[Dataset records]
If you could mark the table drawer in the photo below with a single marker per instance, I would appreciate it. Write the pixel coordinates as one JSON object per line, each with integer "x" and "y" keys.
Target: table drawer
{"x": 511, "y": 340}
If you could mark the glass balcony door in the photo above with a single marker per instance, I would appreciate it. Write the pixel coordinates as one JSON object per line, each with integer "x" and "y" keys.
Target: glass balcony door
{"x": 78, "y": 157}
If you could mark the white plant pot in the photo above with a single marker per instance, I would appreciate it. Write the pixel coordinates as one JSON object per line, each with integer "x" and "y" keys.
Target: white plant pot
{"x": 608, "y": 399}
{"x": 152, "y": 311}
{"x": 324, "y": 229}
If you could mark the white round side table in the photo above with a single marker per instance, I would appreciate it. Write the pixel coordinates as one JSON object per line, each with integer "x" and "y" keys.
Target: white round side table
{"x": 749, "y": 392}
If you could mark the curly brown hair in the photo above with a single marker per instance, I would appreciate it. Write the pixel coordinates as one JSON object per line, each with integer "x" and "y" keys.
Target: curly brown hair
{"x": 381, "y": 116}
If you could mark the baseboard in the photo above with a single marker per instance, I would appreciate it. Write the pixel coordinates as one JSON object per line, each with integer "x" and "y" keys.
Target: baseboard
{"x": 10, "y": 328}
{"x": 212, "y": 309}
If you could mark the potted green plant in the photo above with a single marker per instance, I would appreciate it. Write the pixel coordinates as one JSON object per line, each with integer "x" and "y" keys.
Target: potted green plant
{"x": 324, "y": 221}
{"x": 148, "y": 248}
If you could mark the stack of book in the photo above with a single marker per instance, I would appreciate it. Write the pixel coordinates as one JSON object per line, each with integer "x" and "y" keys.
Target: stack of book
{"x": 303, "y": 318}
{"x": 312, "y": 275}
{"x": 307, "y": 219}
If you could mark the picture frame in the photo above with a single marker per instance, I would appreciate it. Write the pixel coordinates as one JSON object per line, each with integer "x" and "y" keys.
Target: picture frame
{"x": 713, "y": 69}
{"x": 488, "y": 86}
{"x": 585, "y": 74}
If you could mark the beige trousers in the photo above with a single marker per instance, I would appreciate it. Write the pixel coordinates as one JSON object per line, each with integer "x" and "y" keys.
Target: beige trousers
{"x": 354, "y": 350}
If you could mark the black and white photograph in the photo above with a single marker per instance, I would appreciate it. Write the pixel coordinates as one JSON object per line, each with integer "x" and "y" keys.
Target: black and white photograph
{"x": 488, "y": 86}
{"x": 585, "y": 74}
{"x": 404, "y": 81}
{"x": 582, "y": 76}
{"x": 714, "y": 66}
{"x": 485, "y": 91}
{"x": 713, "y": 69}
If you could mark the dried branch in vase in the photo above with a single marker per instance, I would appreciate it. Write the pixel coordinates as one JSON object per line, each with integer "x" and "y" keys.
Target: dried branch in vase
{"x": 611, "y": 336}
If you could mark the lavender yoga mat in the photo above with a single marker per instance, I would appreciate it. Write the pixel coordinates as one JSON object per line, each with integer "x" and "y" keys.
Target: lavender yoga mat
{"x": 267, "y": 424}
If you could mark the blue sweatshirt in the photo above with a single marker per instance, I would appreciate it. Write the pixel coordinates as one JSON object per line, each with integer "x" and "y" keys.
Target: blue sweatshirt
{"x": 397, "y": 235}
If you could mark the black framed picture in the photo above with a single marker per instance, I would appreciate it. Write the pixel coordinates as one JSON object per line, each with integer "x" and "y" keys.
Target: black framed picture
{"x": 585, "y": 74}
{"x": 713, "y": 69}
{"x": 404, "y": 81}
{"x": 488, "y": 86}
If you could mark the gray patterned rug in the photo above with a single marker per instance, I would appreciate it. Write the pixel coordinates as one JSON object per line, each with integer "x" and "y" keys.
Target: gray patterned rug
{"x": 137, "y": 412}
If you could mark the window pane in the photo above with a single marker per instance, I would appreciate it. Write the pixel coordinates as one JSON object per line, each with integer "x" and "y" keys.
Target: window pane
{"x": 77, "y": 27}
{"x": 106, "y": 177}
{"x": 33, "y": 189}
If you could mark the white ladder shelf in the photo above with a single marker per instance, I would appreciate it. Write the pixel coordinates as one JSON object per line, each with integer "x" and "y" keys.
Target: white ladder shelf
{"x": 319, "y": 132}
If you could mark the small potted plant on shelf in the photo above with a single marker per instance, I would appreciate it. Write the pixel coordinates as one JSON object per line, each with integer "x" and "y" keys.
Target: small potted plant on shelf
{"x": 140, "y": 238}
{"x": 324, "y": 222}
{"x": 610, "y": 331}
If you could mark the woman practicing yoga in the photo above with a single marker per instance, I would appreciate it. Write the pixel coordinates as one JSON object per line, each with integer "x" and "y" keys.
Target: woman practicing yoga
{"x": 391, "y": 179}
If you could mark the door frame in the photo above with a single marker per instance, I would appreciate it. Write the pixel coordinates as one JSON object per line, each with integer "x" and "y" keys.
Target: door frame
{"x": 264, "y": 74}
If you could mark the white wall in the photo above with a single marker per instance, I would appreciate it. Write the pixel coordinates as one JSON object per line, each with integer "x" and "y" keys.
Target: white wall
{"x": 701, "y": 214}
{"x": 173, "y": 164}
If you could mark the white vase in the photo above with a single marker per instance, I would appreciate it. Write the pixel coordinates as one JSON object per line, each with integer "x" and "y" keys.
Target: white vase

■ EXERCISE INSTRUCTIONS: You are asked to copy all of the entries above exactly.

■ FINISHED EXERCISE:
If you could mark the table drawer in the photo below with a single marker per instance, I would appreciate it. Write the pixel coordinates as one JSON object per line, each with integer "x" and "y" keys.
Target: table drawer
{"x": 511, "y": 340}
If you could mark the glass balcony door in the photo above with a single marker per instance, I would appreciate it. Write the pixel coordinates as one JSON object per line, each with integer "x" and "y" keys.
Target: glass balcony door
{"x": 78, "y": 157}
If you could mark the white plant pot in the photo above with a single marker per instance, I would appreciate it. Write the pixel coordinates as one JSON object per line, each with integer "x" and "y" keys.
Target: white plant pot
{"x": 608, "y": 399}
{"x": 152, "y": 311}
{"x": 324, "y": 229}
If you could mark the white round side table in the photo above with a single marker per instance, I would appreciate it. Write the pixel coordinates as one JSON object per line, each with integer "x" and "y" keys.
Target: white round side table
{"x": 749, "y": 392}
If you could mark the curly brown hair in the photo above with a single marker per instance, I would appreciate it. Write the pixel coordinates as one JSON object per line, each with integer "x" and "y" keys.
Target: curly brown hair
{"x": 381, "y": 116}
If you could mark the baseboard in the photo above with a single marker per instance, I would appreciate it. Write the pixel coordinates as one JSON object per line, each with integer "x" and "y" keys.
Target: baseboard
{"x": 10, "y": 328}
{"x": 212, "y": 309}
If you could mark the potted green plant in the photo above with a single marker per instance, I would appreciate it. Write the pixel coordinates as one JSON object per line, each with integer "x" and "y" keys.
Target: potted green plant
{"x": 324, "y": 221}
{"x": 148, "y": 248}
If you could mark the stack of book in the photo above with a single marker per instance, I would appreciate it. Write the pixel coordinates as one JSON object per line, each with integer "x" and "y" keys.
Target: stack of book
{"x": 303, "y": 318}
{"x": 312, "y": 275}
{"x": 307, "y": 219}
If you could mark the picture frame in the photo above with a single marker per instance, I would appreciate it. Write the pixel coordinates as one JSON object per line, each with integer "x" and "y" keys.
Target: picture frame
{"x": 713, "y": 69}
{"x": 488, "y": 86}
{"x": 585, "y": 74}
If you could mark the beige trousers in the photo above with a single marker per instance, I would appreciate it. Write the pixel coordinates as one JSON object per line, each with integer "x" and "y" keys.
Target: beige trousers
{"x": 354, "y": 350}
If you could mark the black and white photograph in the photo above with a single marker per instance, I would appreciate it. Write the pixel coordinates as one JSON object per line, each with integer "x" and "y" keys.
Target: black and white photograph
{"x": 488, "y": 86}
{"x": 585, "y": 74}
{"x": 404, "y": 81}
{"x": 582, "y": 76}
{"x": 714, "y": 66}
{"x": 485, "y": 91}
{"x": 713, "y": 69}
If you could mark the dried branch in vase in the photo above with a single marker per instance, I would appreciate it. Write the pixel coordinates as one JSON object per line, each with integer "x" and "y" keys.
Target: dried branch in vase
{"x": 611, "y": 336}
If you could mark the lavender yoga mat in the photo above with a single marker per instance, I would appreciate it. Write the pixel coordinates as one JSON object per line, each with integer "x" and "y" keys.
Target: lavender yoga mat
{"x": 267, "y": 424}
If you could mark the blue sweatshirt in the photo above with a single marker per instance, I would appreciate it. Write the pixel coordinates as one JSON object per line, each with integer "x" and "y" keys.
Target: blue sweatshirt
{"x": 397, "y": 235}
If you could mark the black framed picture in the photo above with a single marker per instance, I would appreciate it. Write the pixel coordinates as one JSON object per line, each with integer "x" and "y" keys.
Target: black framed picture
{"x": 585, "y": 74}
{"x": 713, "y": 69}
{"x": 404, "y": 81}
{"x": 488, "y": 86}
If you could mark the gray patterned rug in the photo above with a single marker per instance, I would appreciate it. Write the pixel coordinates as one JSON object per line, each with integer "x" and "y" keys.
Target: gray patterned rug
{"x": 137, "y": 412}
If you could mark the window pane in the photo above with a single marker per instance, I would appreciate it. Write the pixel coordinates as one JSON object per line, each with integer "x" and "y" keys.
Target: window pane
{"x": 77, "y": 27}
{"x": 106, "y": 177}
{"x": 33, "y": 189}
If you could mark the white ladder shelf in the photo above with a single marker per instance, I would appreciate it. Write the pixel coordinates as one JSON object per line, each with integer "x" and "y" keys.
Target: white ladder shelf
{"x": 319, "y": 132}
If you could mark the small potted plant on shelf in the photo above with a single marker per instance, I would appreciate it. Write the pixel coordinates as one JSON object per line, each with integer "x" and "y" keys.
Target: small potted plant on shelf
{"x": 140, "y": 238}
{"x": 324, "y": 222}
{"x": 610, "y": 331}
If you could mark the woman practicing yoga in the photo above with a single marker per instance, I would appreciate it. Write the pixel coordinates as one JSON object per line, each with integer "x" and "y" keys.
Target: woman practicing yoga
{"x": 391, "y": 179}
If you could mark the door frame in the photo above with a single marker per instance, I would appreciate it. Write the pixel coordinates as one JSON object per line, each with integer "x" and "y" keys.
Target: door frame
{"x": 264, "y": 74}
If you could mark the white wall in the photo above with a single marker per instance, I would appreciate it. Write the pixel coordinates as one JSON object per line, each with integer "x" and "y" keys.
Target: white wall
{"x": 701, "y": 214}
{"x": 173, "y": 164}
If you could mark the white vase in the photo above with a single marker per instance, I would appreciate it. Write the pixel coordinates as one JSON object per line, each with integer "x" and "y" keys.
Target: white vase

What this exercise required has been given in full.